▸ **Available data**
_____
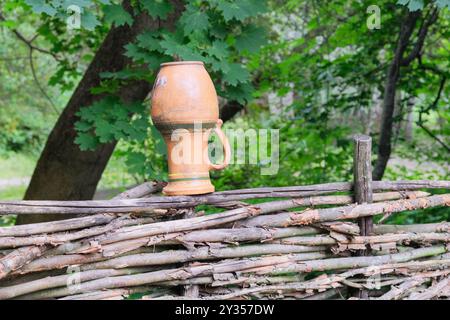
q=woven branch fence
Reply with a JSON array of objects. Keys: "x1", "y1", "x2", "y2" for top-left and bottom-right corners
[{"x1": 0, "y1": 135, "x2": 449, "y2": 300}]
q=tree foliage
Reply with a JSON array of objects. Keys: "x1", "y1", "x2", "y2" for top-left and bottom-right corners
[{"x1": 0, "y1": 0, "x2": 448, "y2": 223}]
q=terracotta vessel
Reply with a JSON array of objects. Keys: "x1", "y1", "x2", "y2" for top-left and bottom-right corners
[{"x1": 151, "y1": 61, "x2": 231, "y2": 196}]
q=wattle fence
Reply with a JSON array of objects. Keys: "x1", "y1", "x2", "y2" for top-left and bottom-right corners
[{"x1": 0, "y1": 135, "x2": 449, "y2": 300}]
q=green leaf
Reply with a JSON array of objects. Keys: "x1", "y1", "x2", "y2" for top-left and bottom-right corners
[
  {"x1": 124, "y1": 43, "x2": 149, "y2": 62},
  {"x1": 74, "y1": 121, "x2": 92, "y2": 132},
  {"x1": 95, "y1": 119, "x2": 116, "y2": 143},
  {"x1": 222, "y1": 63, "x2": 250, "y2": 86},
  {"x1": 214, "y1": 0, "x2": 267, "y2": 22},
  {"x1": 126, "y1": 152, "x2": 147, "y2": 174},
  {"x1": 221, "y1": 82, "x2": 253, "y2": 104},
  {"x1": 141, "y1": 0, "x2": 173, "y2": 19},
  {"x1": 235, "y1": 25, "x2": 266, "y2": 53},
  {"x1": 209, "y1": 40, "x2": 229, "y2": 59},
  {"x1": 25, "y1": 0, "x2": 57, "y2": 16},
  {"x1": 104, "y1": 4, "x2": 133, "y2": 26},
  {"x1": 434, "y1": 0, "x2": 450, "y2": 9},
  {"x1": 397, "y1": 0, "x2": 424, "y2": 11},
  {"x1": 179, "y1": 5, "x2": 210, "y2": 34},
  {"x1": 61, "y1": 0, "x2": 92, "y2": 8},
  {"x1": 136, "y1": 32, "x2": 163, "y2": 52},
  {"x1": 75, "y1": 133, "x2": 98, "y2": 151},
  {"x1": 159, "y1": 33, "x2": 204, "y2": 60},
  {"x1": 81, "y1": 11, "x2": 100, "y2": 31}
]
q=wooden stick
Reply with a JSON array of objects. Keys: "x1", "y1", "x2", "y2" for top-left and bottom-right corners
[
  {"x1": 374, "y1": 222, "x2": 450, "y2": 234},
  {"x1": 111, "y1": 181, "x2": 165, "y2": 200},
  {"x1": 181, "y1": 208, "x2": 199, "y2": 298},
  {"x1": 3, "y1": 192, "x2": 421, "y2": 250},
  {"x1": 0, "y1": 214, "x2": 115, "y2": 237},
  {"x1": 0, "y1": 267, "x2": 154, "y2": 300},
  {"x1": 270, "y1": 232, "x2": 450, "y2": 246},
  {"x1": 0, "y1": 217, "x2": 156, "y2": 249},
  {"x1": 1, "y1": 180, "x2": 448, "y2": 215},
  {"x1": 285, "y1": 194, "x2": 450, "y2": 225},
  {"x1": 353, "y1": 135, "x2": 373, "y2": 254},
  {"x1": 84, "y1": 226, "x2": 320, "y2": 257},
  {"x1": 408, "y1": 274, "x2": 450, "y2": 300},
  {"x1": 236, "y1": 194, "x2": 449, "y2": 228},
  {"x1": 17, "y1": 244, "x2": 327, "y2": 275},
  {"x1": 70, "y1": 198, "x2": 312, "y2": 250},
  {"x1": 243, "y1": 246, "x2": 447, "y2": 275},
  {"x1": 0, "y1": 185, "x2": 152, "y2": 280},
  {"x1": 378, "y1": 278, "x2": 429, "y2": 300},
  {"x1": 67, "y1": 193, "x2": 448, "y2": 255},
  {"x1": 16, "y1": 246, "x2": 446, "y2": 297},
  {"x1": 0, "y1": 246, "x2": 47, "y2": 280}
]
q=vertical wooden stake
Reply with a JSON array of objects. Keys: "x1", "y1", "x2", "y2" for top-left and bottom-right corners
[
  {"x1": 182, "y1": 208, "x2": 200, "y2": 298},
  {"x1": 353, "y1": 134, "x2": 374, "y2": 241},
  {"x1": 353, "y1": 134, "x2": 373, "y2": 299}
]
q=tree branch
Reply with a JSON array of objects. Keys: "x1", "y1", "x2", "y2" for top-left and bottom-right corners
[
  {"x1": 28, "y1": 50, "x2": 59, "y2": 114},
  {"x1": 0, "y1": 11, "x2": 61, "y2": 62},
  {"x1": 401, "y1": 7, "x2": 439, "y2": 67}
]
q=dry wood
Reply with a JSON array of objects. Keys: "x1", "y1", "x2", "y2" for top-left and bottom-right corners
[
  {"x1": 242, "y1": 246, "x2": 447, "y2": 275},
  {"x1": 68, "y1": 198, "x2": 312, "y2": 252},
  {"x1": 378, "y1": 278, "x2": 429, "y2": 300},
  {"x1": 0, "y1": 214, "x2": 115, "y2": 237},
  {"x1": 0, "y1": 267, "x2": 154, "y2": 300},
  {"x1": 80, "y1": 244, "x2": 327, "y2": 271},
  {"x1": 180, "y1": 208, "x2": 199, "y2": 298},
  {"x1": 270, "y1": 232, "x2": 450, "y2": 247},
  {"x1": 285, "y1": 194, "x2": 450, "y2": 225},
  {"x1": 0, "y1": 182, "x2": 354, "y2": 215},
  {"x1": 236, "y1": 194, "x2": 449, "y2": 229},
  {"x1": 83, "y1": 226, "x2": 319, "y2": 257},
  {"x1": 353, "y1": 135, "x2": 373, "y2": 291},
  {"x1": 14, "y1": 253, "x2": 330, "y2": 296},
  {"x1": 1, "y1": 180, "x2": 447, "y2": 216},
  {"x1": 372, "y1": 180, "x2": 450, "y2": 191},
  {"x1": 16, "y1": 246, "x2": 444, "y2": 297},
  {"x1": 0, "y1": 185, "x2": 159, "y2": 278},
  {"x1": 408, "y1": 275, "x2": 450, "y2": 300},
  {"x1": 12, "y1": 247, "x2": 168, "y2": 275},
  {"x1": 111, "y1": 181, "x2": 165, "y2": 200},
  {"x1": 61, "y1": 289, "x2": 131, "y2": 300},
  {"x1": 0, "y1": 246, "x2": 47, "y2": 280},
  {"x1": 373, "y1": 222, "x2": 450, "y2": 234},
  {"x1": 0, "y1": 179, "x2": 449, "y2": 300},
  {"x1": 4, "y1": 191, "x2": 418, "y2": 252},
  {"x1": 0, "y1": 217, "x2": 156, "y2": 249},
  {"x1": 61, "y1": 287, "x2": 173, "y2": 300}
]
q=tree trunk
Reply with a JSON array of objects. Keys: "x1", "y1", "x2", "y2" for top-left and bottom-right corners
[
  {"x1": 17, "y1": 0, "x2": 185, "y2": 224},
  {"x1": 373, "y1": 7, "x2": 438, "y2": 180},
  {"x1": 373, "y1": 10, "x2": 420, "y2": 180},
  {"x1": 404, "y1": 96, "x2": 414, "y2": 142}
]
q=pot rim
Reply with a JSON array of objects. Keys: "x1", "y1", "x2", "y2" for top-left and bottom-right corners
[{"x1": 160, "y1": 61, "x2": 204, "y2": 67}]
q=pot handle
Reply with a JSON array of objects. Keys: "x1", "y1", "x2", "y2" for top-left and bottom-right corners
[{"x1": 208, "y1": 119, "x2": 231, "y2": 171}]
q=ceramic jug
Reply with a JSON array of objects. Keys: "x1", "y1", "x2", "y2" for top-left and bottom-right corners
[{"x1": 151, "y1": 61, "x2": 231, "y2": 196}]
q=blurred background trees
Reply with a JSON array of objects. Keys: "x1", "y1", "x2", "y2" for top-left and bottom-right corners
[{"x1": 0, "y1": 0, "x2": 448, "y2": 225}]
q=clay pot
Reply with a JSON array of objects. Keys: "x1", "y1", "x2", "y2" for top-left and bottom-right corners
[{"x1": 151, "y1": 61, "x2": 231, "y2": 196}]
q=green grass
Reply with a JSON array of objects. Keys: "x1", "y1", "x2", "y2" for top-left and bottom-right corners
[
  {"x1": 0, "y1": 154, "x2": 37, "y2": 179},
  {"x1": 97, "y1": 151, "x2": 137, "y2": 190},
  {"x1": 0, "y1": 185, "x2": 26, "y2": 200}
]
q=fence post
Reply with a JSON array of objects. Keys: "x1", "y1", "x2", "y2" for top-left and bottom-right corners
[
  {"x1": 353, "y1": 134, "x2": 374, "y2": 240},
  {"x1": 353, "y1": 134, "x2": 373, "y2": 299},
  {"x1": 182, "y1": 209, "x2": 200, "y2": 298}
]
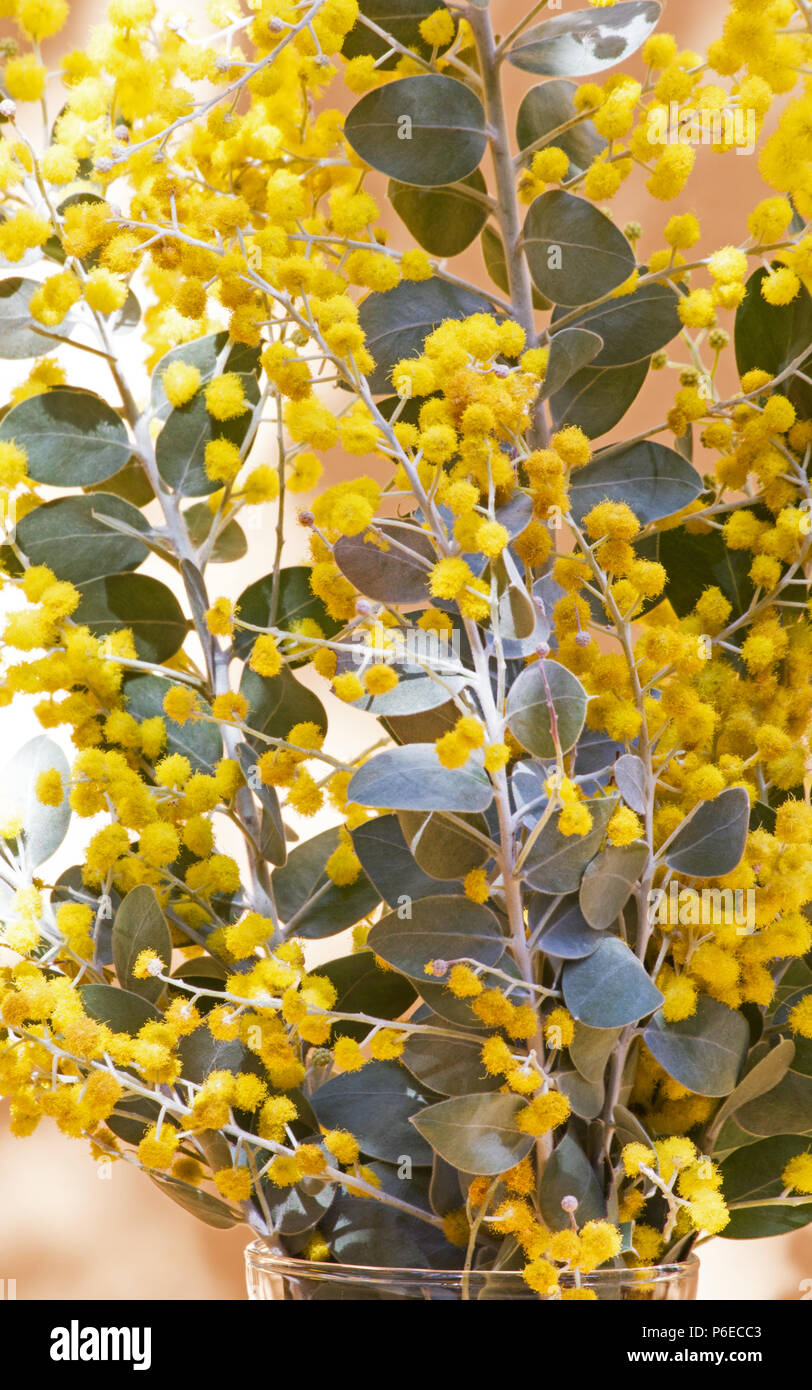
_____
▸ **Exercise description**
Extract every line above containing the word "fence".

▸ **Response to this exercise**
q=woven branch fence
q=wattle fence
q=fence post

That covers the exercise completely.